読解文

◇ ◇ ◇ ◇

いやあ、クソ暑かったよ! ラスベガスF1初開催を知るエディ・チーバーに訊く。悪名高き“駐車場コース”でのレースは「悪い思い出ではない」

 F1では昨年からラスベガスGPが開催されており、大通りの“ラスベガス・ストリップ”を中心にしたストリートコースで豪華絢爛なレースイベントが行なわれている。このイベントはアメリカにおけるF1人気の高まりの象徴とも言えるが、実はラスベガスでは過去にも2度F1が開催されていたことは、知る人ぞ知る事実。それこそが、悪名高き“シーザーズパレスGP”だ。

「昼間に砂漠の真ん中で……バカみたいに暑かったよ」

 そう振り返るのは、かつてドライバーとして1981年、1982年のシーザーズパレスGPに参戦し、後者のレースでは3位表彰台を獲得したエディ・チーバー。アメリカ人の中では最も息長くF1を戦ったドライバーでもある。

 シーザーズパレスGPは、現在のラスベガスGPのようにセレブが集う華やかなレースとは全く異なっていた。ラスベガスの著名なホテルの名を冠したこのグランプリの舞台は、そのホテルの駐車場に即席で作られたコース。レイアウトも、同じようなコーナーが続く単調なもので、チーバーは「高速コーナーが右に、左に……と繰り返されていて、首がキツかった」と話す。そして開催時期は9月であり、気温は40℃にも迫ろうかという猛暑の中でレースが行なわれたのだ。

 1982年のレースで、当時リジェのチーバーは予選4番手を獲得。しかしスタートでは3番グリッドのミケーレ・アルボレート(ティレル)と接触してマシンにダメージを負ってしまった。最終的に優勝はアルボレートとなったが、3位に終わったチーバーは優勝の可能性もあったと語った。

「あの日の私のマシンは驚異的だった」

「レースの最初に、私はアルボレートと接触してしまい、ステアリングロッドが1本曲がってしまった。あの1コーナーの接触がなければ、彼の優勝はあったのだろうか? タラレバの話だけどね」

「でもアルボレートとホイールをぶつけていなければ、もっと楽しいレースができただろうね」

◇ ◇ ◇ ◇

データ抜粋
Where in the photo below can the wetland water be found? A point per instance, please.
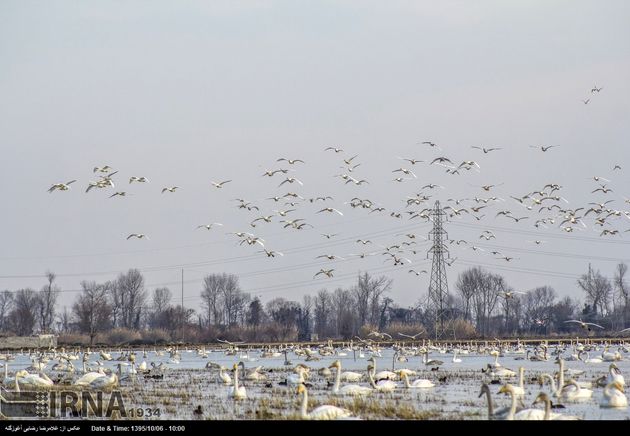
(189, 384)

◇ ◇ ◇ ◇

課題の要件
**A)** ラスベガスF1の文章から、「1982年のレースで、当時リ」を含む箇所で始まり「しいレースができただろうね」」で終わる部分を、一字一句変えずに抜き出せ。
**B)** ラスベガスF1の文章を、最後の文に続けて書き進めよ。

課題の解答
**A)**
1982年のレースで、当時リジェのチーバーは予選4番手を獲得。しかしスタートでは3番グリッドのミケーレ・アルボレート(ティレル)と接触してマシンにダメージを負ってしまった。最終的に優勝はアルボレートとなったが、3位に終わったチーバーは優勝の可能性もあったと語った。

「あの日の私のマシンは驚異的だった」

「レースの最初に、私はアルボレートと接触してしまい、ステアリングロッドが1本曲がってしまった。あの1コーナーの接触がなければ、彼の優勝はあったのだろうか? タラレバの話だけどね」

「でもアルボレートとホイールをぶつけていなければ、もっと楽しいレースができただろうね」

**B)**
 現代と1980年代では、F1を取り巻く環境も大きく異なる。ラスベガスで初めてF1が開催された当時のことを、チーバーは次のように回想する。

「当時のF1は今ほどうまくプロモーションされていなかったと思う。今はNetflix(の番組)があったり、チームが色んなことをオープンに発信していたり、努力がなされていると思う。でも当時のF1は、私たちはフェンスの内側にいる動物といった感じで、その反対側にある観衆とは隔たりがあったと思う」

「でも、あのレースに悪い思い出は一切ない。興味深いとは思ったね。世界中を見渡してもあんな場所はない」

「あそこでF1のレースをするということに関しても、100%納得できていた。ただスパのようなサーキットとベガスを比べろと言われたら……(ラスベガスの方が)モロに駐車場という感じだったけどね」

 現在66歳のチーバーだが、今も数多くのレースを見ているといい、最近のアメリカでのF1人気を実感するような場面も増えているという。

「あちこちのレースを見ている。それに、NASCARの話だけではなく、F1の話をする友人が増えていることも嬉しい驚きだ」

「今もNASCARが絶大な人気を誇っているのも確かだが、F1がその差を縮めているのは驚きだ。Netflixは賢明な戦略をとったと言えるね。子供から大人まで、あらゆる年齢層がF1について話している」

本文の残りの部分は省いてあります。